Supporting Families, Preventing Tragedies




Tuesday, 21 October 2008

My wife Debra and I found out we were having a baby on our way back from the UK to settle in NZ after doing our “OE”, it was perfect timing and just what we wanted and we looked forward to Sarah’s birth with great anticipation. Deb’s pregnancy was textbook, we had a midwife as LMC and received good care from her throughout.

That was until the night of 21st of October last year, Deb was 34 weeks and had been having increasingly severe abdominal pain over the preceding couple of days. The pain eventually got too much for Deb to cope with and she was obviously not in Labour so we went to the A&E ward at the local hospital (Taranaki Base). They called our midwife for us (which we probably should have done ourselves) and she was transferred to the Pre-Labour ward where she was assessed by both our on call midwife and a Doctor, both of whom discussed her case with a specialist obstetrician and it was decided that Debra be admitted for observation overnight.

Debra collapsed at an unknown point in the night whilst attempting to go to the toilet and lay for an unknown amount of time unconscious before regaining consciousness, at which time she was only able to gain the attention of one of the ward midwives/nurses by yelling for quite some time. She had been left alone in a quiet end of the ward and not checked for a period of at least 4 and a half hours, probably longer. She lay unconscious on the floor for any amount of that time, we don’t know exactly how long she was left to lay there.

——————————

▶ ACTIVITIES:
1 – In the post, how many weeks pregnant was Debra on the night she went to the hospital?
2 – Transcribe the part of the post that starts at the words "That was until" and ends after "for observation overnight.", with no changes.
The rows that follow have no connection to the post above.

——————————

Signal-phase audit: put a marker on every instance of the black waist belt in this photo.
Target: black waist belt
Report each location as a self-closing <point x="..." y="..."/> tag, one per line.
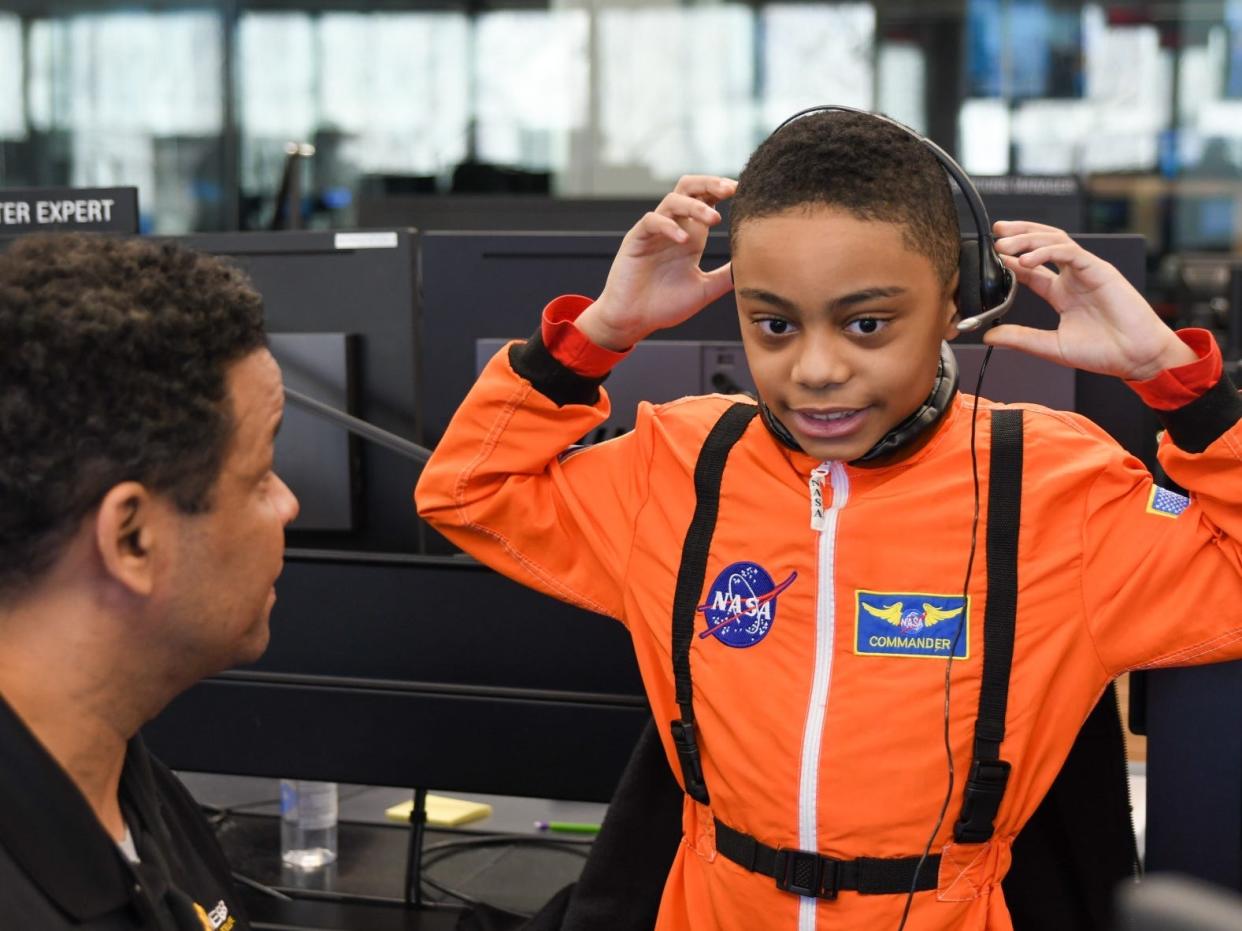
<point x="812" y="874"/>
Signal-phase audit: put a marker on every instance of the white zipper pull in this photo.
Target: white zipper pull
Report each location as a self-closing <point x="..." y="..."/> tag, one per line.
<point x="819" y="477"/>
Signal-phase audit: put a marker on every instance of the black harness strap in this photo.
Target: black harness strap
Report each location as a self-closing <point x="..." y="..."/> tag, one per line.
<point x="989" y="773"/>
<point x="708" y="472"/>
<point x="806" y="872"/>
<point x="812" y="874"/>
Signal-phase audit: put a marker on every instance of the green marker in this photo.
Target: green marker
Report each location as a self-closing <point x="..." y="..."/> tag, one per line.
<point x="568" y="827"/>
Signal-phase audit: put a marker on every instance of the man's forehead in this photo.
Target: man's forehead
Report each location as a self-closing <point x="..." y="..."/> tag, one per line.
<point x="255" y="387"/>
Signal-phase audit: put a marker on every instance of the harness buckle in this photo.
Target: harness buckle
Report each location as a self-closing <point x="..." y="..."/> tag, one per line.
<point x="981" y="800"/>
<point x="692" y="764"/>
<point x="806" y="873"/>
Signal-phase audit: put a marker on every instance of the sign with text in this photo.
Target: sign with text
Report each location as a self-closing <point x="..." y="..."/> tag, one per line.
<point x="25" y="210"/>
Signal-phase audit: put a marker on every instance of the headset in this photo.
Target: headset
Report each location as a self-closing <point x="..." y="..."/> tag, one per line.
<point x="979" y="305"/>
<point x="979" y="262"/>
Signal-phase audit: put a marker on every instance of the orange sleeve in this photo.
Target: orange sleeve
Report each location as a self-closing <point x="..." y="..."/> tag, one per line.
<point x="1163" y="574"/>
<point x="506" y="485"/>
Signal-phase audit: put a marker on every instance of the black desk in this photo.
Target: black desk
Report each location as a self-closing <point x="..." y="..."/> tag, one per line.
<point x="363" y="890"/>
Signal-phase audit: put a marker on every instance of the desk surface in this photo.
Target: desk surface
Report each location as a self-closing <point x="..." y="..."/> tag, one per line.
<point x="363" y="890"/>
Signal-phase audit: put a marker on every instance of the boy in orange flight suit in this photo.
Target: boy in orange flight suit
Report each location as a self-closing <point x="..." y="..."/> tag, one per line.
<point x="835" y="574"/>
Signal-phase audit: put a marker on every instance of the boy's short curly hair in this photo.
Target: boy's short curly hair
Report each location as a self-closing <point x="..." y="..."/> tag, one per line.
<point x="113" y="355"/>
<point x="860" y="164"/>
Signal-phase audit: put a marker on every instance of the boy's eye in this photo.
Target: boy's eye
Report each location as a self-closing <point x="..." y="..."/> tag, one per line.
<point x="866" y="325"/>
<point x="774" y="327"/>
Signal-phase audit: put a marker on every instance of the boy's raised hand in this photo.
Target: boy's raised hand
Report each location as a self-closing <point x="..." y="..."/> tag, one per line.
<point x="1106" y="325"/>
<point x="656" y="281"/>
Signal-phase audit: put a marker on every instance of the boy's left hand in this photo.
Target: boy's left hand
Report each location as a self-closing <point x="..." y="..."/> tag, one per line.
<point x="1106" y="325"/>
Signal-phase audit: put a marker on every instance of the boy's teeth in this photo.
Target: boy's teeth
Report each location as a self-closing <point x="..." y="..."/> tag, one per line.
<point x="832" y="416"/>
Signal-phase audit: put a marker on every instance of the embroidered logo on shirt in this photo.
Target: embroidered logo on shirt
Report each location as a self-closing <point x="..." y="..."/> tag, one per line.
<point x="911" y="625"/>
<point x="217" y="920"/>
<point x="1165" y="503"/>
<point x="742" y="605"/>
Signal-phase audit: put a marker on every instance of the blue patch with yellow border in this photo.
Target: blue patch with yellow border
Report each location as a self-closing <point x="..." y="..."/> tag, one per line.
<point x="1165" y="503"/>
<point x="911" y="625"/>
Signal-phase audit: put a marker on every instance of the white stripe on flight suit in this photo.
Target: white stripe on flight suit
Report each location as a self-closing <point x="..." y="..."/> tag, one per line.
<point x="825" y="634"/>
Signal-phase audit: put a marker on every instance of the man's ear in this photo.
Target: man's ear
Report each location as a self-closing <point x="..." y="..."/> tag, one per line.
<point x="950" y="307"/>
<point x="126" y="531"/>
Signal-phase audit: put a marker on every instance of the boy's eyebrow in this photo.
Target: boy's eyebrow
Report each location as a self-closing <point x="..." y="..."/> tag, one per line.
<point x="845" y="301"/>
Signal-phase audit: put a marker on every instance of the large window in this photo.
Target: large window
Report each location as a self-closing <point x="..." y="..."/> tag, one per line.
<point x="195" y="101"/>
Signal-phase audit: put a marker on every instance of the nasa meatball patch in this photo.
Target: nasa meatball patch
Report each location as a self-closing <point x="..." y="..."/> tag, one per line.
<point x="911" y="625"/>
<point x="740" y="606"/>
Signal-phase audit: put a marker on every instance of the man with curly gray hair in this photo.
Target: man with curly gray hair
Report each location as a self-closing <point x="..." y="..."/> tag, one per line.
<point x="142" y="529"/>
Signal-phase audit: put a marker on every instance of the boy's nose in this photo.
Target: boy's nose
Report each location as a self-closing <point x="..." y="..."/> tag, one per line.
<point x="820" y="365"/>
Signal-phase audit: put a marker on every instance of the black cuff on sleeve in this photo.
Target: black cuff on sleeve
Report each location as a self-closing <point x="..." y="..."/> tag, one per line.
<point x="549" y="377"/>
<point x="1200" y="423"/>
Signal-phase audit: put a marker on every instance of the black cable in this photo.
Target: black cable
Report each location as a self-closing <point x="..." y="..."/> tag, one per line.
<point x="260" y="886"/>
<point x="472" y="901"/>
<point x="953" y="649"/>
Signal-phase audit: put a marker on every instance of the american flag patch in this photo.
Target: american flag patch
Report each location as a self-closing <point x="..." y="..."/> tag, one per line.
<point x="1165" y="503"/>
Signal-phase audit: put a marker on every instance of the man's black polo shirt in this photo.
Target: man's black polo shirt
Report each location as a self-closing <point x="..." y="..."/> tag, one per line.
<point x="60" y="869"/>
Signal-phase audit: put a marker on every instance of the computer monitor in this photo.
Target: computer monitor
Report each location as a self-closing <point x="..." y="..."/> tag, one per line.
<point x="342" y="314"/>
<point x="424" y="672"/>
<point x="432" y="212"/>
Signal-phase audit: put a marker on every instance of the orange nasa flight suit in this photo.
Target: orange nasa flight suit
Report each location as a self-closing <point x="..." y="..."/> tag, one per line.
<point x="820" y="716"/>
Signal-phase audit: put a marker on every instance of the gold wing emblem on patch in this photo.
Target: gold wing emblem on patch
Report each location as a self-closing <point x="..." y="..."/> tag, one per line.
<point x="892" y="613"/>
<point x="934" y="616"/>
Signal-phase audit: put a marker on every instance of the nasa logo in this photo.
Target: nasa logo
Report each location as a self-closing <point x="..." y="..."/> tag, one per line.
<point x="742" y="605"/>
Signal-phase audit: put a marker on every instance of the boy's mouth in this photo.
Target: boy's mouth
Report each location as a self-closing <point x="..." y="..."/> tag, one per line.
<point x="829" y="425"/>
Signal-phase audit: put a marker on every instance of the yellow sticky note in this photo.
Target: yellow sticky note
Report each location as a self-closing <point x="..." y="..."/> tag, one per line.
<point x="442" y="812"/>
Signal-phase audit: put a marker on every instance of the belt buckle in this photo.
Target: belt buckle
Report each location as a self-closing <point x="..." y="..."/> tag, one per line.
<point x="806" y="873"/>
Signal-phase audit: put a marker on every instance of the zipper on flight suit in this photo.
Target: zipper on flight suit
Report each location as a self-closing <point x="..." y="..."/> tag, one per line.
<point x="824" y="520"/>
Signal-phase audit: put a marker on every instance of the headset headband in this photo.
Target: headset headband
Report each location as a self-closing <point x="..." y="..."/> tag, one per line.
<point x="996" y="286"/>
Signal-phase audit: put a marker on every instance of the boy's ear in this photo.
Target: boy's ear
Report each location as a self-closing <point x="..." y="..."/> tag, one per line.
<point x="950" y="307"/>
<point x="126" y="530"/>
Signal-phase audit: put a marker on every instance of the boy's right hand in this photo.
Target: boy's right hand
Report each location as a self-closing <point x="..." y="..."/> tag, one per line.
<point x="656" y="281"/>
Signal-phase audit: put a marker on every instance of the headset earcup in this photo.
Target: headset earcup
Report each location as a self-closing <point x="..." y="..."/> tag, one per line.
<point x="969" y="283"/>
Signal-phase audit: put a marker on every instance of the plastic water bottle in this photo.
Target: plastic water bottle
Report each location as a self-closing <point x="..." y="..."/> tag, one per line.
<point x="308" y="823"/>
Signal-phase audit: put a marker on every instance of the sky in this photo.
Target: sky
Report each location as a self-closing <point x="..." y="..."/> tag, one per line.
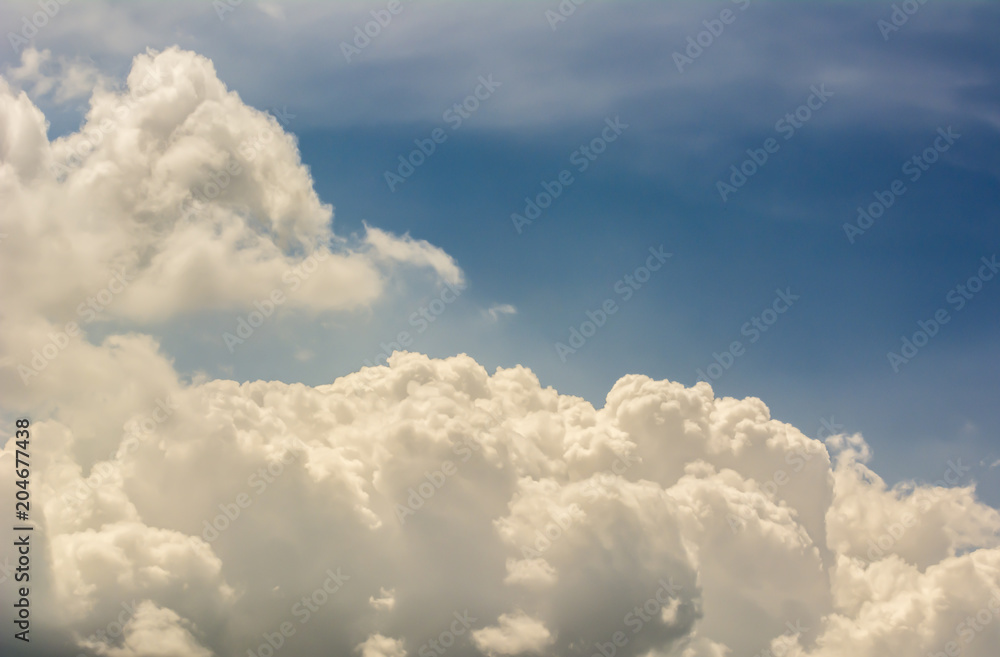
<point x="567" y="215"/>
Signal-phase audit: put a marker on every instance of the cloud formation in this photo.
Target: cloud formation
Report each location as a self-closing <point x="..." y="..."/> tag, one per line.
<point x="424" y="507"/>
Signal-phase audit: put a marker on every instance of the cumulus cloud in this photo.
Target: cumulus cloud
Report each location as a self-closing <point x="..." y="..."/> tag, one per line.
<point x="199" y="200"/>
<point x="514" y="634"/>
<point x="427" y="506"/>
<point x="495" y="311"/>
<point x="500" y="517"/>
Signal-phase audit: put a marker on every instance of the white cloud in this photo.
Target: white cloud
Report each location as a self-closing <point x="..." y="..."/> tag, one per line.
<point x="380" y="646"/>
<point x="495" y="311"/>
<point x="65" y="79"/>
<point x="435" y="499"/>
<point x="515" y="634"/>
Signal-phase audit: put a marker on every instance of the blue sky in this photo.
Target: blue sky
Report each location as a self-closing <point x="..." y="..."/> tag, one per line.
<point x="654" y="185"/>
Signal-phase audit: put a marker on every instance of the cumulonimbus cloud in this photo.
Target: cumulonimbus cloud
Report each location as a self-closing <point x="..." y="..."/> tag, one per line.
<point x="425" y="507"/>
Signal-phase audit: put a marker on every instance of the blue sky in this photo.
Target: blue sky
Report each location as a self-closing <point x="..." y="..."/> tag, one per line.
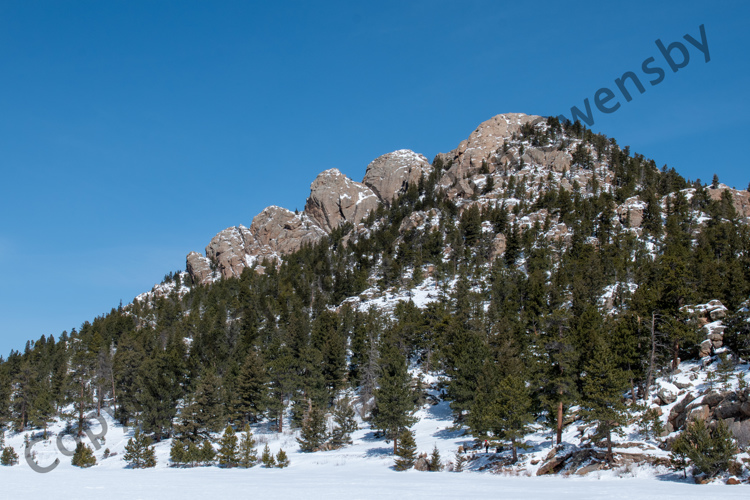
<point x="132" y="132"/>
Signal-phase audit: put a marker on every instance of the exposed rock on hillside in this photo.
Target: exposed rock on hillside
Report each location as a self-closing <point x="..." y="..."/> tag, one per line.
<point x="198" y="267"/>
<point x="229" y="250"/>
<point x="487" y="139"/>
<point x="278" y="231"/>
<point x="334" y="198"/>
<point x="740" y="199"/>
<point x="391" y="174"/>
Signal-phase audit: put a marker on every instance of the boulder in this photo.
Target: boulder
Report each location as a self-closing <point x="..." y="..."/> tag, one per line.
<point x="741" y="199"/>
<point x="278" y="231"/>
<point x="717" y="339"/>
<point x="198" y="267"/>
<point x="630" y="212"/>
<point x="498" y="246"/>
<point x="482" y="144"/>
<point x="712" y="398"/>
<point x="667" y="395"/>
<point x="698" y="412"/>
<point x="422" y="464"/>
<point x="741" y="432"/>
<point x="718" y="313"/>
<point x="335" y="199"/>
<point x="553" y="465"/>
<point x="228" y="250"/>
<point x="706" y="348"/>
<point x="678" y="414"/>
<point x="727" y="410"/>
<point x="391" y="174"/>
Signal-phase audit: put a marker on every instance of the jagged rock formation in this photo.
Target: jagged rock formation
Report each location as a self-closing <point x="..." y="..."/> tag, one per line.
<point x="198" y="267"/>
<point x="509" y="159"/>
<point x="278" y="231"/>
<point x="334" y="199"/>
<point x="390" y="174"/>
<point x="740" y="199"/>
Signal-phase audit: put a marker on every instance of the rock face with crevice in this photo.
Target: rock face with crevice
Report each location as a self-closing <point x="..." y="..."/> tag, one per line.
<point x="229" y="249"/>
<point x="391" y="174"/>
<point x="335" y="198"/>
<point x="485" y="141"/>
<point x="198" y="267"/>
<point x="278" y="231"/>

——————————

▶ EXERCISE RESULTS:
1 – 34 weeks.

2 –
That was until the night of 21st of October last year, Deb was 34 weeks and had been having increasingly severe abdominal pain over the preceding couple of days. The pain eventually got too much for Deb to cope with and she was obviously not in Labour so we went to the A&E ward at the local hospital (Taranaki Base). They called our midwife for us (which we probably should have done ourselves) and she was transferred to the Pre-Labour ward where she was assessed by both our on call midwife and a Doctor, both of whom discussed her case with a specialist obstetrician and it was decided that Debra be admitted for observation overnight.